3. Meet your neighbors.
Local eating is social. Studies show that people shopping at farmers’ markets have 10 times more conversations than their counterparts at the supermarket. Join a community garden and you’ll actually meet the people you pass on the street. Sign up with the 100-Mile Diet Society; we’ll be working to connect people in your area who care about the same things you do.
4. Get in touch with the seasons.
When you eat locally, you eat what’s in season. You’ll remember that cherries are the taste of summer. Even in winter, comfort foods like squash soup and pancakes just make sense–a lot more sense than flavorless cherries from the other side of the world.
5. Discover new flavors.
Ever tried sunchokes? How about purslane, quail eggs, yerba mora, or tayberries? These are just a few of the new (to us) flavors we sampled over a year of local eating. Our local spot prawns, we learned, are tastier than popular tiger prawns. Even familiar foods were more interesting. Count the types of pear on offer at your supermarket. Maybe three? Small farms are keeping alive nearly 300 other varieties–while more than 2,000 more have been lost in our rush to sameness .
6. Explore your home.
Visiting local farms is a way to be a tourist on your own home turf, with plenty of stops for snacks.
7. Save the world.
A study in Iowa found that a regional diet consumed 17 times less oil and gas than a typical diet based on food shipped across the country. The ingredients for a typical British meal, sourced locally, traveled 66 times fewer “food miles.” Or we can just keep burning those fossil fuels and learn to live with global climate change, the fiercest hurricane seasons in history, wars over resources…
8. Support small farms.
We discovered that many people from all walks of life dream of working the land–maybe you do too. In areas with strong local markets, the family farm is reviving. That’s a whole lot better than the jobs at Wal-Mart and fast-food outlets that the globalized economy offers in North American towns.

■ **EXCERPTED DATA**
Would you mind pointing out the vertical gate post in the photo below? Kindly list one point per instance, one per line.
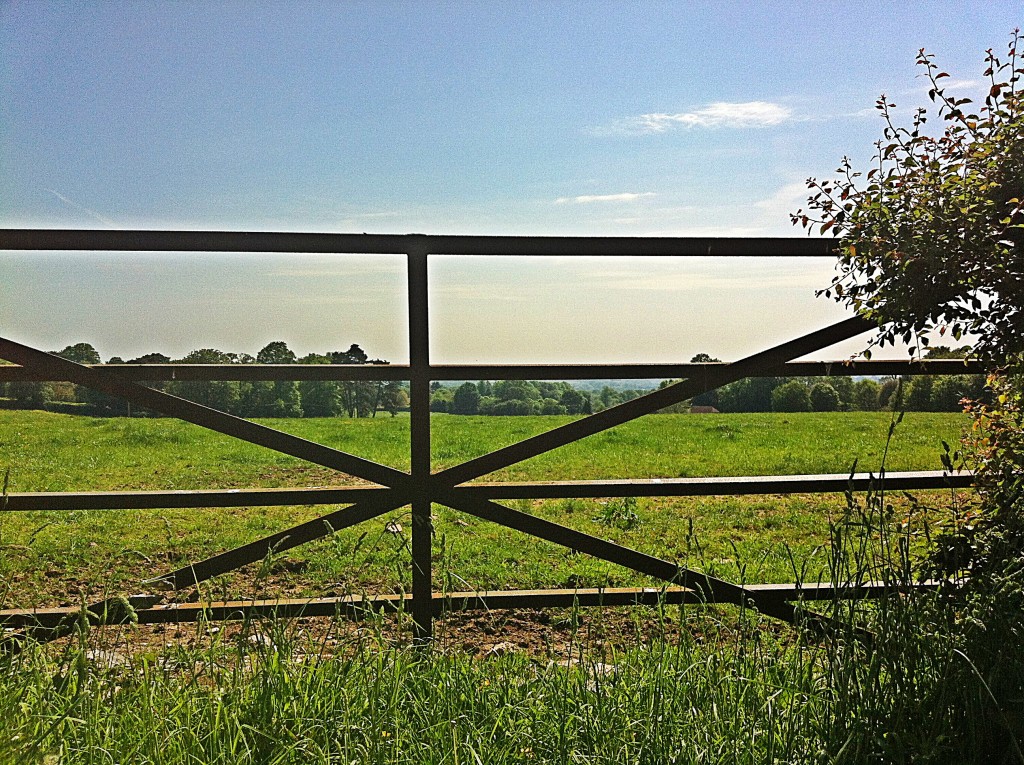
(419, 364)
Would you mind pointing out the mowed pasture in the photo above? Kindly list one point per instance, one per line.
(61, 558)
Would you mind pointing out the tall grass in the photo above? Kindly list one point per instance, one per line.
(897, 680)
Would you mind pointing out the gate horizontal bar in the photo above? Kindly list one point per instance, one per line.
(249, 372)
(252, 242)
(720, 486)
(356, 605)
(707, 486)
(221, 422)
(650, 402)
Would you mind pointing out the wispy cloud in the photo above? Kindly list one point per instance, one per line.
(736, 115)
(591, 198)
(83, 208)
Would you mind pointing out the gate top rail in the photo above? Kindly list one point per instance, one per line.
(253, 242)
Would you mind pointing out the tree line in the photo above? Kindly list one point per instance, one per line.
(919, 393)
(244, 398)
(505, 397)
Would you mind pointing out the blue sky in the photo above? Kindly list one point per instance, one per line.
(548, 118)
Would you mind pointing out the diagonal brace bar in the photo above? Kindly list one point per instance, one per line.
(650, 402)
(197, 414)
(286, 540)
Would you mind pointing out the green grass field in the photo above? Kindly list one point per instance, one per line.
(699, 684)
(60, 557)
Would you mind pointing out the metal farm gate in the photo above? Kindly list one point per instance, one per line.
(456, 486)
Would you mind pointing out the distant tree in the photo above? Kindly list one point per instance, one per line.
(887, 393)
(394, 397)
(574, 401)
(320, 397)
(151, 358)
(440, 399)
(791, 396)
(866, 395)
(98, 404)
(552, 407)
(750, 394)
(358, 397)
(824, 397)
(513, 407)
(919, 393)
(466, 399)
(521, 390)
(709, 397)
(221, 394)
(80, 353)
(273, 397)
(275, 352)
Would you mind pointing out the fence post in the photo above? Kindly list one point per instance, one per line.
(419, 364)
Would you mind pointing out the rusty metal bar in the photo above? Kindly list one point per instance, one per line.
(721, 486)
(710, 588)
(354, 606)
(371, 507)
(167, 372)
(212, 419)
(57, 501)
(708, 486)
(653, 401)
(253, 242)
(419, 359)
(580, 542)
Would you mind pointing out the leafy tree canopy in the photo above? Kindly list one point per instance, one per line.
(931, 238)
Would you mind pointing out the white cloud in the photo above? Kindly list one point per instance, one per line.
(589, 198)
(717, 115)
(83, 208)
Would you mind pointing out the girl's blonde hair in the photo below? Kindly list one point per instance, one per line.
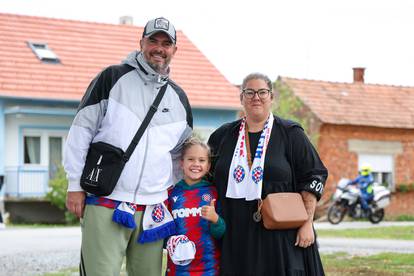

■ **GIVEN TASK**
Using the text on eating locally, answer these:
(a) How many times more conversations do farmers' market shoppers have than supermarket shoppers?
(b) About how many other pear varieties are small farms keeping alive?
(c) How many times less oil and gas did the regional diet in the Iowa study consume?
Rely only on the text on eating locally.

■ **ANSWER TO THIS PROBLEM**
(a) 10 times more
(b) Nearly 300
(c) 17 times less